- [PROBLEMA PROPOSTO]: Pode copiar todos os registros abaixo sem alterar uma linha sequer, omitindo as imagens na sua resposta?

Registros de anotação de imagens

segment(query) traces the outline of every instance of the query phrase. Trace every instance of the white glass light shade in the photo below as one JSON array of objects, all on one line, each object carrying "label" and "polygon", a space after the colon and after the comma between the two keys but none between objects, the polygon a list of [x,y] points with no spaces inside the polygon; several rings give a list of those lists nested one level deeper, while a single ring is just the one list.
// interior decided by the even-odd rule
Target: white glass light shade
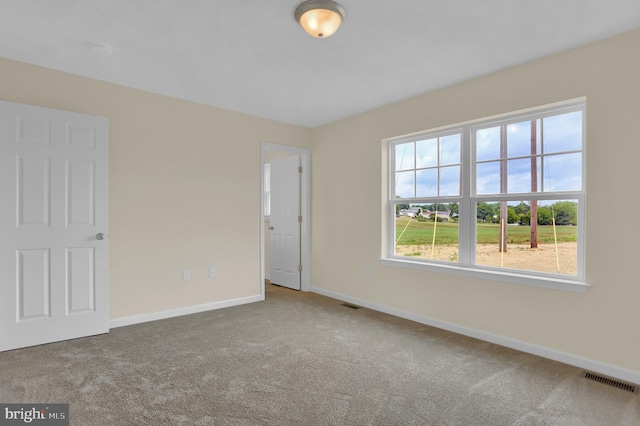
[{"label": "white glass light shade", "polygon": [[312,37],[327,38],[338,30],[344,9],[331,0],[309,0],[298,6],[295,18]]}]

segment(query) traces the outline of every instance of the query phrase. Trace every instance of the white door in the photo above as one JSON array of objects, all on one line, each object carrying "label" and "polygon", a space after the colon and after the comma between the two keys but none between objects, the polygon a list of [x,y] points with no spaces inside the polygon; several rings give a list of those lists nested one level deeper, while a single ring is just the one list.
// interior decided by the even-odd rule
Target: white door
[{"label": "white door", "polygon": [[300,290],[300,157],[271,162],[270,280]]},{"label": "white door", "polygon": [[109,331],[108,129],[0,101],[0,351]]}]

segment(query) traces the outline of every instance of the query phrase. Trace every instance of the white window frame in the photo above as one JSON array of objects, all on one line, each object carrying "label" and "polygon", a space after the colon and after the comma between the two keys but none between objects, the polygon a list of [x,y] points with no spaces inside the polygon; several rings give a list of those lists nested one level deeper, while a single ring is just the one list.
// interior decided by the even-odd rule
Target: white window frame
[{"label": "white window frame", "polygon": [[[492,194],[477,195],[475,193],[475,146],[473,143],[474,129],[483,128],[490,125],[503,125],[510,122],[522,122],[531,119],[542,118],[550,115],[561,114],[563,112],[582,111],[582,188],[580,191],[563,192],[539,192],[535,199],[556,200],[559,196],[563,199],[578,200],[578,226],[577,226],[577,274],[575,276],[550,274],[535,271],[493,268],[475,264],[476,247],[476,211],[478,202],[496,202],[501,200],[513,201],[528,199],[531,194]],[[397,200],[392,198],[395,194],[395,149],[398,144],[413,142],[431,138],[434,136],[452,133],[456,130],[461,132],[461,194],[459,197],[425,197]],[[586,100],[584,98],[574,99],[567,102],[547,105],[529,110],[518,111],[501,116],[484,118],[465,122],[453,126],[428,130],[411,135],[405,135],[386,139],[383,141],[383,191],[386,204],[383,214],[383,244],[381,263],[389,266],[399,266],[405,268],[437,271],[473,278],[489,279],[494,281],[510,282],[522,285],[566,290],[578,293],[585,293],[588,284],[585,280],[585,208],[586,208]],[[386,179],[386,182],[384,181]],[[459,234],[459,261],[443,262],[428,259],[408,258],[406,256],[394,255],[395,251],[395,205],[402,204],[428,204],[428,203],[452,203],[457,202],[460,212]]]}]

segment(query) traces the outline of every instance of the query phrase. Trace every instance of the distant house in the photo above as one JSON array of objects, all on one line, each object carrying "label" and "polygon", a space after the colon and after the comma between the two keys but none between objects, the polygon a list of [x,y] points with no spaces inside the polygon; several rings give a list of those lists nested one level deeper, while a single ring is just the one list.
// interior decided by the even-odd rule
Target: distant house
[{"label": "distant house", "polygon": [[440,221],[444,222],[449,220],[449,214],[451,213],[448,210],[438,210],[438,211],[431,211],[431,210],[425,210],[422,212],[421,216],[424,218],[429,219],[431,217],[432,214],[436,214],[436,216],[438,216],[440,218]]}]

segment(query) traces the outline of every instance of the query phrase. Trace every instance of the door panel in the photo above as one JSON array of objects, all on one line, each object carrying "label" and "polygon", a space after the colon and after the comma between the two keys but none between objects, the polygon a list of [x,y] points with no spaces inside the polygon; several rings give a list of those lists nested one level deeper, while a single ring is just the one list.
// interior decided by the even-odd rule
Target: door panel
[{"label": "door panel", "polygon": [[300,158],[271,162],[271,271],[274,284],[300,290]]},{"label": "door panel", "polygon": [[108,331],[108,120],[0,101],[0,351]]}]

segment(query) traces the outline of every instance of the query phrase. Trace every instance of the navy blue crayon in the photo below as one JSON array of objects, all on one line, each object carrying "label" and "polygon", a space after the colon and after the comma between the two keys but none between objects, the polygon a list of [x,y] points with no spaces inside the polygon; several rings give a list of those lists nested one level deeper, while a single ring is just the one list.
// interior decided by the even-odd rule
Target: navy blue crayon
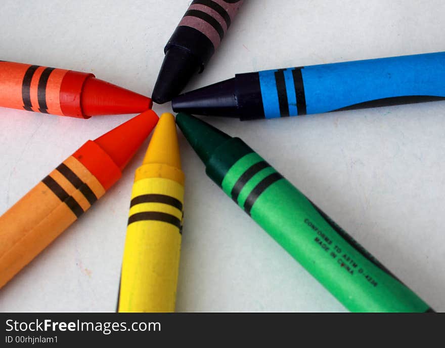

- [SOLUÇÃO DA TAREFA]:
segment(query) traces the outline of every instance of the query phrase. Trace every instance of the white glass light shade in the photo below as one JSON array of objects, all on one line, each object carrying "label" and "polygon", a space after the colon and after the comma between the two keys but none between objects, the polygon a list of [x,y] points with no spaces inside the polygon; several rings give a list of those lists nested one level deeper, while a single ring is just the one list.
// interior decided by the even-odd rule
Target: white glass light shade
[{"label": "white glass light shade", "polygon": [[312,37],[327,38],[338,30],[344,9],[331,0],[309,0],[298,6],[295,18]]}]

segment(query) traces the outline of every instance of the query phrase. Trace every instance of the white door in the photo above as one JSON array of objects, all on one line, each object carrying "label" and "polygon", a space after the colon and after the comma between the two keys but none between objects, the polygon a list of [x,y] points with no spaces inside the polygon; several rings give a list of those lists nested one level deeper, while a single ring is just the one list.
// interior decided by the even-odd rule
Target: white door
[{"label": "white door", "polygon": [[300,290],[300,157],[271,162],[270,280]]},{"label": "white door", "polygon": [[109,331],[108,129],[0,101],[0,351]]}]

segment(query) traces the outline of every instance of the query phrase. Trace every instance of the white window frame in the photo above as one JSON array of objects, all on one line, each object carrying "label" and "polygon", a space after the colon and after the comma between the two keys but none between objects, the polygon a list of [x,y] points with no spaces inside the polygon; several rings give a list of those lists nested one level deeper, while a single ring is just the one list.
// interior decided by the even-odd rule
Target: white window frame
[{"label": "white window frame", "polygon": [[[492,194],[477,195],[475,193],[475,146],[473,143],[474,129],[483,128],[490,125],[503,125],[510,122],[522,122],[531,119],[542,118],[550,115],[561,114],[563,112],[582,111],[582,188],[580,191],[563,192],[539,192],[535,199],[556,200],[559,196],[563,199],[578,200],[578,226],[577,226],[577,274],[575,276],[550,274],[535,271],[493,268],[475,264],[476,247],[476,211],[478,202],[496,202],[501,200],[513,201],[528,199],[531,194]],[[397,200],[392,198],[395,194],[395,149],[398,144],[413,142],[431,138],[434,136],[452,133],[456,130],[461,132],[461,194],[459,197],[425,197]],[[586,100],[584,98],[574,99],[567,102],[547,105],[529,110],[518,111],[501,116],[484,118],[465,122],[453,126],[428,130],[411,135],[405,135],[386,139],[383,141],[383,191],[386,204],[383,214],[383,244],[381,263],[389,266],[399,266],[405,268],[437,271],[473,278],[489,279],[494,281],[510,282],[522,285],[566,290],[578,293],[585,293],[588,284],[585,280],[585,208],[586,208]],[[386,179],[386,182],[384,181]],[[459,234],[459,261],[443,262],[428,259],[408,258],[406,256],[394,255],[395,251],[395,205],[402,204],[428,204],[428,203],[452,203],[457,202],[460,212]]]}]

segment(query) traces the outline of every instance of the query phrase. Trace every instance of the distant house in the photo above as one JSON array of objects, all on one line, each object carrying "label" and "polygon", a space after the colon and after the comma between the two keys but none between objects, the polygon a list of [x,y] points with no spaces inside the polygon; several rings give a list of those lists nested one level deeper, while a single ring is just the one list.
// interior decided by the even-odd rule
Target: distant house
[{"label": "distant house", "polygon": [[440,221],[444,222],[449,220],[449,214],[451,213],[448,210],[438,210],[438,211],[431,211],[431,210],[425,210],[422,212],[421,216],[424,218],[429,219],[431,217],[432,214],[436,214],[436,216],[438,216],[440,218]]}]

segment(query) traces the outline of every instance of the query phrase. Trace every instance of the door panel in the photo above as one JSON array of objects, all on one line, each object carrying "label" and "polygon", a space after the colon and after the comma between the two keys but none between objects, the polygon a list of [x,y] points with no spaces inside the polygon; several rings give a list of those lists nested one level deeper, while a single ring is just the one list.
// interior decided by the even-odd rule
Target: door panel
[{"label": "door panel", "polygon": [[300,158],[271,162],[271,271],[274,284],[300,290]]},{"label": "door panel", "polygon": [[108,331],[108,120],[0,101],[0,351]]}]

segment(query) traces the outline of every instance of the query phrase. Trace every instance of the navy blue crayon in the photo below as one JSON array of objects, all on one line, each object carrying "label" and "polygon", a space after the colon and after the comma between the two keys but none between objects, the polygon a list of [x,y] points with no spaces inside the polygon; several rings give a list of those lists nested one level deeper, while a single ring is just the one list.
// interior decided by the even-odd rule
Target: navy blue crayon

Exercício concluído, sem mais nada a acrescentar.